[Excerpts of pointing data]
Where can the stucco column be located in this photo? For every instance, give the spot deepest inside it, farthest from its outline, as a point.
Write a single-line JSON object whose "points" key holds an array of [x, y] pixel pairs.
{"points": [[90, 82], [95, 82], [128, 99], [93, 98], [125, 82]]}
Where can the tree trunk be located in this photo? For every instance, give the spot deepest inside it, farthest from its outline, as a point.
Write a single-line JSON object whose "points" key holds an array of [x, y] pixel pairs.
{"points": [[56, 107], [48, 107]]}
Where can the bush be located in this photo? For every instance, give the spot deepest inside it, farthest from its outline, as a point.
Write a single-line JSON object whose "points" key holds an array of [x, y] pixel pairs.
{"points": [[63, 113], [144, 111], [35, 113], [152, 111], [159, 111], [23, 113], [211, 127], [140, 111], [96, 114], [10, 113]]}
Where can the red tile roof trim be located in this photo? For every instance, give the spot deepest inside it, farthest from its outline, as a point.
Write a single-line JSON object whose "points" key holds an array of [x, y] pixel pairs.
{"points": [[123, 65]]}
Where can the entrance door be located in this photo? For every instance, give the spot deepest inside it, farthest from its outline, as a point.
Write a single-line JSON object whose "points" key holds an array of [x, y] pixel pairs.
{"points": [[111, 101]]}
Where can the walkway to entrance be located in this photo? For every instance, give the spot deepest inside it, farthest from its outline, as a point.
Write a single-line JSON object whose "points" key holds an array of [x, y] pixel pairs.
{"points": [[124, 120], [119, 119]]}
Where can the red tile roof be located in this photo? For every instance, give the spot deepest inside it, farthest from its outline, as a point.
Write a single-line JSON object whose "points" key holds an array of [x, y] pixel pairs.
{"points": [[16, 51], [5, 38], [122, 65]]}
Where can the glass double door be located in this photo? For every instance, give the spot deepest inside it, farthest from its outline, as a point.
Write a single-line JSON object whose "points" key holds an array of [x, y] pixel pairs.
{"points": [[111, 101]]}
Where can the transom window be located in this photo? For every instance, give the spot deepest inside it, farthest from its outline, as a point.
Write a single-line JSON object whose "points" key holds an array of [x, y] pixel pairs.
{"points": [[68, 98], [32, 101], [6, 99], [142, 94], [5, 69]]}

> [PROBLEM DESCRIPTION] Write down every line of the data exactly as it appears above.

> [IN RESPONSE]
Where can the stucco column be located in this photo? For every instance, give the spot deepest inside it, farthest from its outline, as a point.
Write a single-line JSON object whose "points" key holds an array of [x, y] pixel pairs.
{"points": [[90, 82], [95, 82], [128, 99], [93, 98], [125, 82]]}
Where can the tree trunk be located in this photo? For every instance, give the spot deepest inside it, farthest from its outline, as a point.
Write a single-line JSON object whose "points" key holds an array of [x, y] pixel pairs.
{"points": [[56, 107], [48, 107]]}
Where can the bush be located in this photo? For every instance, give the spot deepest inside it, farthest from its outline, as a point.
Write a single-line JSON object whose "points" key holds an array of [x, y] pixel pairs.
{"points": [[63, 113], [144, 111], [35, 113], [152, 111], [159, 111], [23, 113], [211, 127], [140, 111], [96, 114], [10, 113]]}
Where can the red tile roof trim be located in this photo? For every instance, give the spot deepest inside it, farthest from its outline, as a point.
Write a single-line JSON object whose "points" key holds an array of [x, y] pixel pairs.
{"points": [[123, 65]]}
Where can the entrance door be located in this photo? For every instance, give the spot deepest inside it, farthest from its outline, as a point.
Write a single-line JSON object whose "points" key holds an array of [x, y] pixel pairs.
{"points": [[111, 101]]}
Where can the walkway to entrance be located in this photo? For every instance, give the spot deepest inside it, farthest from its outline, as a point.
Write a single-line JSON object whose "points" key holds an array of [x, y] pixel pairs.
{"points": [[124, 120], [119, 119]]}
Where can the red tile roof be located in this photo? For every instance, give the spot deepest inside it, farthest from its outline, as a point.
Write a single-line JSON object whose "points" key holds an array of [x, y] pixel pairs.
{"points": [[16, 51], [5, 38], [122, 65]]}
Where can the glass double door be located in this photo? For every instance, give the spot deepest inside it, farthest from its outline, as a point.
Write a single-line JSON object whose "points" key holds an array of [x, y] pixel pairs.
{"points": [[111, 101]]}
Where can the transom window be located in this photo? For every instance, give the spot deepest inside it, farthest from its outline, as a point.
Write a single-line JSON object whose "points" key holds an array of [x, y] pixel pairs.
{"points": [[68, 98], [32, 101], [6, 99], [142, 94], [5, 69]]}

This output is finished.